A médica Lorena Pinheiro foi impedida de assumir vaga na Ufba
A médica Lorena Pinheiro foi impedida de assumir vaga na Ufba Crédito: Marina Silva/CORREIO

No dia 3 de outubro, a juíza Arali Maciel Duarte negou o recurso contra sua decisão original, que revogou a vaga de Lorena - e que levou a toda essa situação. No dia seguinte, a mesma magistrada concedeu a nova liminar, mas no âmbito de outro processo movido pela assessoria jurídica de Lorena.

Além disso, a sentença vem na mesma semana em que o Ministério Público Federal (MPF) emitiu um parecer favorável a Lorena no processo sobre o edital. No texto, o procurador da República Fábio Conrado Loula relembra o entendimento do Supremo Tribunal Federal (STF) de que não deve existir fracionamento de vagas de acordo com a especialização em concursos do magistério superior. O manifesto do procurador é para que Lorena seja nomeada em uma das vagas comprovadamente desocupadas da FMB.

Na última quarta-feira, Lorena disse à reportagem que a nova liminar é uma vitória parcial. Ela explica que é uma comemoração no sentido de entender que a vaga é sua e que a reivindicação não é vazia. "É uma primeira decisão favorável ao meu direito de ter acesso à Lei de Cotas. No edital que participei, todos os outros cotistas negros foram convocados, menos eu, que fui interpelada. É a primeira vitória, mas não resolve, porque fui aprovada para a vaga de otorrinolaringologista", enfatizou.

Ainda assim, ela questionou o futuro da aplicação da Lei de Cotas nos concursos de docentes e apontou que existe agora uma insegurança jurídica. “A injustiça continua lá, as diferenças estruturais que atrapalham a chegada da pessoa negra a esses espaços continuam lá. Essa decisão liminar não corrige a injustiça”, acrescentou.

O advogado que representa a médica, Felipe Jacques, explicou que, quando ela teve a vaga revogada, identificaram que existia um precedente ruim no segundo grau, referente a decisões desse tipo. Ele se referia ao caso do farmacêutico Felipe Hugo Fernandes, cotista aprovado em um concurso para a área de Farmacologia, no Instituto de Ciências da Saúde da Ufba.

──────

» **TAREFAS E EXERCÍCIOS**
1) Segundo o texto sobre o caso da médica Lorena Pinheiro, por que ela chama a nova liminar de "vitória parcial"? Responda em uma a três frases.
2) Retome o texto sobre o caso da médica Lorena Pinheiro e escreva a continuação a partir do ponto em que ele termina.

──────

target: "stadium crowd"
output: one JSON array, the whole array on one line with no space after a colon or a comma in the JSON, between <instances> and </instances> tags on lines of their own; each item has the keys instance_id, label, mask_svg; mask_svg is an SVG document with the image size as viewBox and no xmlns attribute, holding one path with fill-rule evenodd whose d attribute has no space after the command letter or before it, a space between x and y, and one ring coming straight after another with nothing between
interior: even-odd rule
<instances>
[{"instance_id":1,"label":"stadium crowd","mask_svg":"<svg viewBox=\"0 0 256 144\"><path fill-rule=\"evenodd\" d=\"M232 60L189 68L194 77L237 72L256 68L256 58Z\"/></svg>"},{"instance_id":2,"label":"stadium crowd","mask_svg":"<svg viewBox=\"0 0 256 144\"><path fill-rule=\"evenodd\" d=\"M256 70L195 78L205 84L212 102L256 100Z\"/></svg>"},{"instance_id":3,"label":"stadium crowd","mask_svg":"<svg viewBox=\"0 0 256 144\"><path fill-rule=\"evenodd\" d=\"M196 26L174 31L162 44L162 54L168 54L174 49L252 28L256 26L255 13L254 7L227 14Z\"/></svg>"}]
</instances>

──────

» **RESPOSTAS EM ORDEM**
1) Lorena a vê como vitória porque a decisão mostra que a vaga é sua e que a reivindicação não é vazia, sendo a primeira decisão favorável ao seu direito de acesso à Lei de Cotas. Ainda assim, afirma que a liminar não resolve a questão, porque ela foi aprovada para a vaga de otorrinolaringologista.

2)
Em 2021, contudo, Felipe Hugo perdeu a vaga depois que a candidata aprovada na ampla concorrência entrou na Justiça, antes mesmo da nomeação dele, para assumir a posição. O caso dele foi revelado pelo CORREIO em setembro. O processo está no Tribunal Regional Federal da 1ª Região (TRF-1), mas já soma dois anos e meio sem resposta. Sem poder assumir a vaga na Ufba, Felipe Hugo foi aprovado em um concurso para a Universidade Federal do Vale do São Francisco (Univasf), também em Farmacologia, para o curso de Medicina, e tomou posse no mês passado.

O concurso

Negra e doutora em Ciências da Saúde pela própria Ufba, Lorena concorreu como cotista no concurso nº 1/2023, que teve 30 vagas para docente em diferentes unidades da instituição. O edital informava que seis vagas seriam reservadas a candidatos negros e a duas a pessoas com deficiência, seguindo o percentual mínimo determinado pela Lei de Cotas, de 20% e 5%, respectivamente. Desde 2018, as cotas são aplicadas à totalidade das vagas disponibilizadas nos editais para professores da Ufba.

Na prova escrita, que aconteceu no dia 20 de dezembro do ano passado e foi a única etapa totalmente às cegas, Lorena teve a nota mais alta. A avaliação pedia que todos os participantes discorressem sobre um tema definido por sorteio - no caso dela, paralisia facial periférica. Em seguida, vieram as etapas subjetivas. Na apresentação do memorial, por exemplo, para dois professores, teve nota por volta de 8,5 enquanto o terceiro membro da banca deu 7,0.

O resultado preliminar das três fases iniciais saiu no dia 22 de dezembro e Lorena ficou em quarto lugar. Ainda restava, contudo, a banca de heteroidentificação, que só pode ser feita quando a greve de professores da Ufba chegou ao fim, em junho deste ano. Antes mesmo da banca, Lorena ainda não sabia, mas a candidata que havia ficado em primeiro lugar na ampla concorrência já questionava a Ufba quanto à sua nomeação.

Em 8 de maio, três meses antes do resultado final do concurso, a candidata e também médica otorrinolaringologista Carolina Cincurá Barreto impetrou o mandado de segurança com tutela de urgência requerendo três coisas: sua convocação e nomeação, a nulidade do edital para impedir qualquer reclassificação e uma indenização, em caso de nomeação tardia.